= Problems and tasks =
a – From the passage on Minnesota's Somali community, reproduce word for word the part that opens with the words containing "Rather than retreat" and closes with "defend each other.".
b – Answer these questions from the passage on Minnesota's Somali community:
(i) Who has claimed the largest immigration enforcement operation ever, and what post does that person hold?
(ii) Alongside whom are members of the Somali community building the means to protect and defend each other?
(iii) Surviving in hostile climates is impossible under what condition?

= Passage =
This is a lesson that Minnesota’s Somali community knows well. In recent months, they have been the target of a racist and relentless tirade of abuse from the highest offices of the United States. The Trump administration’s inflammatory rhetoric against Somali immigrants has been coupled with the rescinding of Temporary Protected Status for Somali nationals, funding freezes to social services that many in the community rely on, and what acting Immigration and Customs Enforcement (ICE) Director Todd Lyons has claimed is the largest immigration enforcement operation ever.
Rather than retreat and wait for the administration to find a new scapegoat, the community’s response has been to create an ecosystem of care that does more than proclaim to “love your neighbor” — members of the Somali community, alongside allies across community lines, are building the means necessary to protect and defend each other.
Surviving in hostile climates, whether environmental or political, is impossible in isolation.

Pointing records for named objects
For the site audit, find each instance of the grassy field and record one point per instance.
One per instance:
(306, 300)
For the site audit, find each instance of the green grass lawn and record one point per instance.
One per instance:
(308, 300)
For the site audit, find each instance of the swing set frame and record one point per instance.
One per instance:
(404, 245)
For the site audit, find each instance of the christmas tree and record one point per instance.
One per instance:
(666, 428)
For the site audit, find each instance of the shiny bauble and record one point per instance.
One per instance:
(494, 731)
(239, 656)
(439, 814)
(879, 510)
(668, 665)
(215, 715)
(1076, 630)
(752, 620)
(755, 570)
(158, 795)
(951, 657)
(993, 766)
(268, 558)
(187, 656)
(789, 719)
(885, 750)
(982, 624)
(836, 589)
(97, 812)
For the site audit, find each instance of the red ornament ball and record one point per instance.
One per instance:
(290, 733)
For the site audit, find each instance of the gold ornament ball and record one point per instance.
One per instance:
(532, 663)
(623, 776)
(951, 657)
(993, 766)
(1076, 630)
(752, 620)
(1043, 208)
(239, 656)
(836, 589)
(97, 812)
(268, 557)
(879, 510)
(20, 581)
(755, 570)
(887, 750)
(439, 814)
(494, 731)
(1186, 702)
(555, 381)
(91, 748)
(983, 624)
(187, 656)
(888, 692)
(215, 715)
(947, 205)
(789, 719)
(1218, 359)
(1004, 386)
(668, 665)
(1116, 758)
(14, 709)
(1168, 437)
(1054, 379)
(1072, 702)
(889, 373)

= Results by task =
a –
Rather than retreat and wait for the administration to find a new scapegoat, the community’s response has been to create an ecosystem of care that does more than proclaim to “love your neighbor” — members of the Somali community, alongside allies across community lines, are building the means necessary to protect and defend each other.

b –
(i) Todd Lyons, the acting Director of Immigration and Customs Enforcement (ICE).
(ii) Allies across community lines.
(iii) In isolation.